#### [Dataset entries]

BEGIN

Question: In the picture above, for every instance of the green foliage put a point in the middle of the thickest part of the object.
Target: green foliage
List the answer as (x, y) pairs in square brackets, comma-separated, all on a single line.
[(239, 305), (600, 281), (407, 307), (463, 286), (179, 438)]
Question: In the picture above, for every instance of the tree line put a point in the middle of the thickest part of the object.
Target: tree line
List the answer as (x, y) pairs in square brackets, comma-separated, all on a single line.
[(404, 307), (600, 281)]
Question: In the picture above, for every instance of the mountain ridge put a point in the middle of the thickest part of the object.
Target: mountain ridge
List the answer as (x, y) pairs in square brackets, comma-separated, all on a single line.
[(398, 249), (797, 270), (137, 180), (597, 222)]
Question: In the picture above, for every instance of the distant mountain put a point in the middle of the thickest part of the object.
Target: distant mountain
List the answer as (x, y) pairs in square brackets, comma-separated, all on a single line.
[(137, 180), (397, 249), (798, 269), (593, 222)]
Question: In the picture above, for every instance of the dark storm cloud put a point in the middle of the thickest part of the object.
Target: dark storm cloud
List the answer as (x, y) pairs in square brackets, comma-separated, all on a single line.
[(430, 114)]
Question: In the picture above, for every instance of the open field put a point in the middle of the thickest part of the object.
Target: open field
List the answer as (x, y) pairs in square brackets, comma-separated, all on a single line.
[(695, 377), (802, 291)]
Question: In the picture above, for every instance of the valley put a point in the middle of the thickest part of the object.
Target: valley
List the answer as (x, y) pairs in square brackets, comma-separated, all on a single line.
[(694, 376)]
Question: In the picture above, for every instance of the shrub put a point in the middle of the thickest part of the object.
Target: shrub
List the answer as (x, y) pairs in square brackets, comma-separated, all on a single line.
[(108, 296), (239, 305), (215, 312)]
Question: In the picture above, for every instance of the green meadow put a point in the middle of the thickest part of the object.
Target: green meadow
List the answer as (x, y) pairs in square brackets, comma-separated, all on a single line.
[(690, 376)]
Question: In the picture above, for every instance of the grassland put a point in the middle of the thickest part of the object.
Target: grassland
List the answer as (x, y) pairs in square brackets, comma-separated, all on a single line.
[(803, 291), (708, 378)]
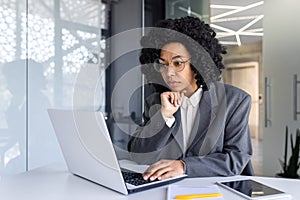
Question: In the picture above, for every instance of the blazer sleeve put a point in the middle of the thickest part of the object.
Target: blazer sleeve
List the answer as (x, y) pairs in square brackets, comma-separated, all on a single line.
[(232, 151)]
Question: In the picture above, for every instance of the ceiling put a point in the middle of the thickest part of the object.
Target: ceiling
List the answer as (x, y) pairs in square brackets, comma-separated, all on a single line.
[(237, 22)]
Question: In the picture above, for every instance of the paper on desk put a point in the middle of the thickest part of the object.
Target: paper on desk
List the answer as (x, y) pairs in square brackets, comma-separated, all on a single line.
[(132, 166), (174, 190)]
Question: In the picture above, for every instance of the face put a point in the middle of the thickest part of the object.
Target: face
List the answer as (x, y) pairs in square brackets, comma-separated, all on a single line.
[(171, 55)]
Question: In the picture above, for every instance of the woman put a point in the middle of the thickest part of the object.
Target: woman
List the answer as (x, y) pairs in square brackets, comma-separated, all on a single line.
[(193, 123)]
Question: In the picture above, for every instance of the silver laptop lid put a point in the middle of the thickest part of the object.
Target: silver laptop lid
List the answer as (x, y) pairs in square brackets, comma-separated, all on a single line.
[(87, 148)]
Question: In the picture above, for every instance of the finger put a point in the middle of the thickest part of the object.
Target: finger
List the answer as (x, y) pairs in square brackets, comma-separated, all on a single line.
[(154, 168), (168, 174)]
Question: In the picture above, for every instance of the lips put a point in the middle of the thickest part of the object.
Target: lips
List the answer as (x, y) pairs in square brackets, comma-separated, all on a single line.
[(173, 83)]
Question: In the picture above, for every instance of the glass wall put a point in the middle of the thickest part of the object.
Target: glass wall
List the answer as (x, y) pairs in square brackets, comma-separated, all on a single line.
[(52, 56)]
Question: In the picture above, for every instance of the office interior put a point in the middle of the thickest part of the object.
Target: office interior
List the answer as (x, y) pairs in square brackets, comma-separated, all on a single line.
[(71, 54)]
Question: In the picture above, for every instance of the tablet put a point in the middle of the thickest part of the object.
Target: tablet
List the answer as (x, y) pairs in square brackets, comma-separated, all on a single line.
[(253, 190)]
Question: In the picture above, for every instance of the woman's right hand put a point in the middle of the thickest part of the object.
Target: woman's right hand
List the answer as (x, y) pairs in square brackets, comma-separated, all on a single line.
[(170, 102)]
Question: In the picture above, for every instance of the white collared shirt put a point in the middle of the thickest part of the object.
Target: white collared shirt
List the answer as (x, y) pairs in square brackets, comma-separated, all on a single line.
[(189, 108)]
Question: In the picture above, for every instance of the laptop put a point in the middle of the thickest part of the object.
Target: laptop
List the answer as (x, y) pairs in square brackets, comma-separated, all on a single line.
[(89, 152)]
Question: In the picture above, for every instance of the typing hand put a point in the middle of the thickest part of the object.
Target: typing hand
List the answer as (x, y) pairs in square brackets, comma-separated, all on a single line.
[(170, 102), (164, 169)]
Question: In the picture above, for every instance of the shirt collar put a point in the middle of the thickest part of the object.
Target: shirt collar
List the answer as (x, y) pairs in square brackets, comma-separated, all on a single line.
[(194, 99)]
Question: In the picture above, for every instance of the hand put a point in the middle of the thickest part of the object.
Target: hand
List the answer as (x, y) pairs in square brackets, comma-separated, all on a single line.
[(164, 169), (170, 102)]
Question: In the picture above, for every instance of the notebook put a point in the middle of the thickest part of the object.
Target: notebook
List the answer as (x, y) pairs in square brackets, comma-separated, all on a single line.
[(89, 152)]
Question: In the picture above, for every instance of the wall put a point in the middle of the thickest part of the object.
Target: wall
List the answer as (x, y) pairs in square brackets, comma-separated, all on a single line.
[(281, 61)]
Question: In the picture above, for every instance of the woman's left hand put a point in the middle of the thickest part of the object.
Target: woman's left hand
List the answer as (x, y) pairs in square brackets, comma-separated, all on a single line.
[(164, 169)]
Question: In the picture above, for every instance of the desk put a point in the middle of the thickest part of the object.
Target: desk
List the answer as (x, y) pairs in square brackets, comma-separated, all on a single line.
[(54, 182)]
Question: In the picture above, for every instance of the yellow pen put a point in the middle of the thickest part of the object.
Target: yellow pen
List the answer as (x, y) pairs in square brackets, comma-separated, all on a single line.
[(195, 196)]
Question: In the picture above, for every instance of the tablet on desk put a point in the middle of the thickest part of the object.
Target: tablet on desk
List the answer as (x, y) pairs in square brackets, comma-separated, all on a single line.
[(254, 190)]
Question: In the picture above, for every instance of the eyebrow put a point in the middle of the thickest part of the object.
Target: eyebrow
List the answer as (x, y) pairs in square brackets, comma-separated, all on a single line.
[(178, 56)]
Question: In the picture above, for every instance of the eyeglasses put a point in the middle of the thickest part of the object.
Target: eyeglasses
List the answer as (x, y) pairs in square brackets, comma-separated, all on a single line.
[(178, 64)]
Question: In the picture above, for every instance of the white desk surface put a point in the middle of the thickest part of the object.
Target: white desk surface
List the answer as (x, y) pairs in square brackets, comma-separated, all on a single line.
[(54, 182)]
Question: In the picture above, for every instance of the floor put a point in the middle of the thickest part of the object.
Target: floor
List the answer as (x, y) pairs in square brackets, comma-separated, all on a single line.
[(257, 157)]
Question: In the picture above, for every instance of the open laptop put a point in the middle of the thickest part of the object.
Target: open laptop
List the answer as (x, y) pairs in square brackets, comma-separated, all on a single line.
[(89, 152)]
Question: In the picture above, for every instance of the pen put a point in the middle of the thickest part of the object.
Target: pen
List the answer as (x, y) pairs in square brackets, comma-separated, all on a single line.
[(195, 196)]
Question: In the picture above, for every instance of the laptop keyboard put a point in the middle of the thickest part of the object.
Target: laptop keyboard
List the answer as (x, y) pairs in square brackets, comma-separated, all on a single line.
[(134, 178)]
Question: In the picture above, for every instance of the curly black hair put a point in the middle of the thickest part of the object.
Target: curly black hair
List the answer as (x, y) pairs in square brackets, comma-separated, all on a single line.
[(197, 37)]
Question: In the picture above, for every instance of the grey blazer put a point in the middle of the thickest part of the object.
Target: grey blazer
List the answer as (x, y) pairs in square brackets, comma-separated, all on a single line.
[(220, 142)]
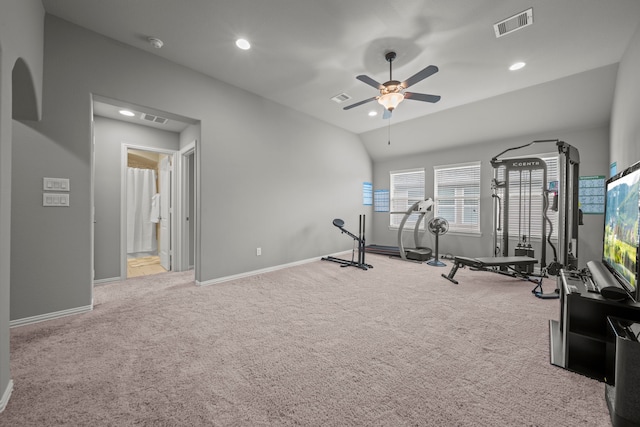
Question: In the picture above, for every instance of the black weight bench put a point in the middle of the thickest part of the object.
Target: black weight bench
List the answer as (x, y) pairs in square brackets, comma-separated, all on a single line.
[(514, 266)]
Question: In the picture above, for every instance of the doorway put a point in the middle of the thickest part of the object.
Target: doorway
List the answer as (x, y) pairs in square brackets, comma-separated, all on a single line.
[(148, 194), (186, 235)]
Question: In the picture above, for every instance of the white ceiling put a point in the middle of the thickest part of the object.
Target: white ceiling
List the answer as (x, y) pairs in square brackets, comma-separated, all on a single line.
[(306, 51)]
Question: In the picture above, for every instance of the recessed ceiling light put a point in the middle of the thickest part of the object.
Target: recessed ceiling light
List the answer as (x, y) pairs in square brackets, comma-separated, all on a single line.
[(243, 44)]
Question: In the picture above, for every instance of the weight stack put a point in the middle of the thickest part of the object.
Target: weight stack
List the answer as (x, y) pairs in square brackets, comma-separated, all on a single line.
[(524, 251)]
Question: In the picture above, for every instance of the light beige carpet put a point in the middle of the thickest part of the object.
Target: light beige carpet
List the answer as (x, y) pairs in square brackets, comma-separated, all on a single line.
[(313, 345)]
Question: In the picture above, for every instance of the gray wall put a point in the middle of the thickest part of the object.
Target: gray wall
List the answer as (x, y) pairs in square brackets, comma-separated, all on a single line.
[(625, 117), (110, 135), (270, 177), (21, 37), (593, 147)]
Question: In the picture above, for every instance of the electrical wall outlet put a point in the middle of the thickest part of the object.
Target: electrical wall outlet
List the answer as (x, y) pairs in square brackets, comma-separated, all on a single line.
[(55, 199)]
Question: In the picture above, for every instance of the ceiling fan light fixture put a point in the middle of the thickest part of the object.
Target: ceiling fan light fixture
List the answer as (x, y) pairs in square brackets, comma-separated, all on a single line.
[(390, 100), (243, 44)]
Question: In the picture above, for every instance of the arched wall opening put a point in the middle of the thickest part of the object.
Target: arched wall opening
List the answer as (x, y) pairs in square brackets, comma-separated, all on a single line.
[(24, 101)]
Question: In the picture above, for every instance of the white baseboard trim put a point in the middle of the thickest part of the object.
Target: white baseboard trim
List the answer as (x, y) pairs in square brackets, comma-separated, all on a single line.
[(261, 271), (107, 280), (49, 316), (4, 400)]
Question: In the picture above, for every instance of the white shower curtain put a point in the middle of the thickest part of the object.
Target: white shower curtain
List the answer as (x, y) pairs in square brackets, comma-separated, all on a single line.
[(141, 232)]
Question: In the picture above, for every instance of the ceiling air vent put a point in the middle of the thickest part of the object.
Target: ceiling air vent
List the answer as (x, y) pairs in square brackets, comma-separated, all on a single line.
[(515, 23), (340, 98), (154, 119)]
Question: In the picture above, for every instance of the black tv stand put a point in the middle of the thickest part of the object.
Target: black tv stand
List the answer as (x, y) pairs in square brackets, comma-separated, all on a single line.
[(578, 340)]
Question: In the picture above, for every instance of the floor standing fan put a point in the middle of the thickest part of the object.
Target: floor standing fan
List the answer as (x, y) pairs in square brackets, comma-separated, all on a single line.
[(437, 226)]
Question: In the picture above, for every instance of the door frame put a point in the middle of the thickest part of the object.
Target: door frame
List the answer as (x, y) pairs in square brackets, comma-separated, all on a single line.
[(124, 151), (181, 259)]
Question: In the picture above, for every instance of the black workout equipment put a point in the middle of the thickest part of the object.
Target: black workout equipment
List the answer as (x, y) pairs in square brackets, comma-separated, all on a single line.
[(359, 239), (437, 226), (513, 177), (509, 266), (417, 254)]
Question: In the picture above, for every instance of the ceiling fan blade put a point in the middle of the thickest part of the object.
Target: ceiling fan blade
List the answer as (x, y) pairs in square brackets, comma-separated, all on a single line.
[(420, 75), (357, 104), (368, 80), (421, 97)]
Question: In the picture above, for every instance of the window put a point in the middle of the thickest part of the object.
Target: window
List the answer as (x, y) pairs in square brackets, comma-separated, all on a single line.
[(526, 200), (407, 187), (457, 196)]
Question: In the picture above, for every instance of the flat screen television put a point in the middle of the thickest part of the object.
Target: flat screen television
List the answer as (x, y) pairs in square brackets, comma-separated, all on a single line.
[(621, 218)]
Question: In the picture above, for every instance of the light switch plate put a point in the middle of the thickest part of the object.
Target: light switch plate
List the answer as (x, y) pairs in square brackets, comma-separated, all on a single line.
[(55, 184)]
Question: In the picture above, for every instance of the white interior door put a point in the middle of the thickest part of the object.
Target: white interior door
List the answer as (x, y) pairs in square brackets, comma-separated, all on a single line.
[(165, 213)]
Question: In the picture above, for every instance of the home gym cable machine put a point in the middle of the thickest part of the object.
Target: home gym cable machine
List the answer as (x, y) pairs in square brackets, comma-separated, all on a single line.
[(358, 240), (515, 178)]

END

#### [Exercise requirements]
Scan the lines above for the word "carpet". Return each one that has it.

#### [Response box]
Question: In the picture above, for every instance of the light beige carpet put a point in the middle of the thickest part of the object.
Target: light beige carpet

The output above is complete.